WRITTEN TASK >>
Rewrite the lines below with every "palm tree" changed to "lighthouse" and everything else unchanged. Omit the pictures from your answer.

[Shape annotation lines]
= = = =
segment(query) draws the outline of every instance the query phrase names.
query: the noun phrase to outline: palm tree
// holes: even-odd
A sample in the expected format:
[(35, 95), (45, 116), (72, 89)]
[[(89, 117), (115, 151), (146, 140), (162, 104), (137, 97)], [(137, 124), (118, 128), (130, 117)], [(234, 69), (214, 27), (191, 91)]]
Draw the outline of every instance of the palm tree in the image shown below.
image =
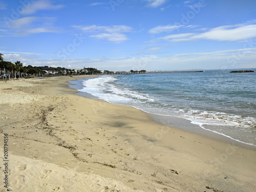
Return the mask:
= = = =
CORRECT OUTPUT >>
segment(query) draws the outline of every instance the query phrase names.
query: the noun phrase to outline: lighthouse
// holes: even-odd
A sample in the expected format:
[(35, 95), (45, 116), (72, 89)]
[[(89, 117), (115, 151), (146, 140), (162, 104), (137, 97)], [(137, 124), (118, 128), (130, 117)], [(234, 69), (214, 27), (191, 91)]]
Draw the outline of every instance of the lighthouse in the image shown below.
image =
Return the mask:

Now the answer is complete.